_EXERCISE DETAILS_
From the Brexit and NHS staffing text below, extract the passage between "If these are" and "doctors’ training programmes.", inclusive, copying it word for word.

_TEXT SECTION_
##############################

If these are managers’ headaches, Richmond House policymakers have plenty of their own. Unless the UK takes the “soft option” of joining the European Economic Area, they face spending years converting thousands of European regulations and standards into UK law or replacing them with British versions.

The working time regulations are probably near the top of any hit-list. Although strongly supported by unions, they remain a bête-noire of both ministers and the Royal College of Surgeons, which claims the regulations hamper doctors’ training programmes.

“When you don’t have enough doctors to go round, the idea of asking doctors to work a bit more might be appealing,” Birtwistle says. “It’s one of these things which is potentially in play again after a long time.”

But with doctors’ working hours already the touchiest of issues, this risks opening a very unappetising can of worms. “Our concern is the implications for NHS employment contracts at a time when relations with the workforce are tense,” says McKenna diplomatically.

Adding to manager’s staffing woes, ministers may be tempted to toughen further professional standards and language tests for migrant doctors and nurses, says Birtwistle. “If I were a minister, I’d be thinking about populist things I could do to demonstrate that Brexit is making a difference… I don’t expect managers will go into bat saying we must have more doctors who don’t speak English.”

##############################

_DATASET SECTION_
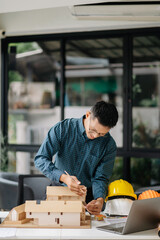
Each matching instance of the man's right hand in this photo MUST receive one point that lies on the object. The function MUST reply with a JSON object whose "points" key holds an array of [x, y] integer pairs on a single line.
{"points": [[74, 184]]}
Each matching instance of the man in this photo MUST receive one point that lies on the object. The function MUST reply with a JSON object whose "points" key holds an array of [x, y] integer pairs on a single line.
{"points": [[85, 149]]}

##############################

_FINISHED TASK_
If these are managers’ headaches, Richmond House policymakers have plenty of their own. Unless the UK takes the “soft option” of joining the European Economic Area, they face spending years converting thousands of European regulations and standards into UK law or replacing them with British versions.

The working time regulations are probably near the top of any hit-list. Although strongly supported by unions, they remain a bête-noire of both ministers and the Royal College of Surgeons, which claims the regulations hamper doctors’ training programmes.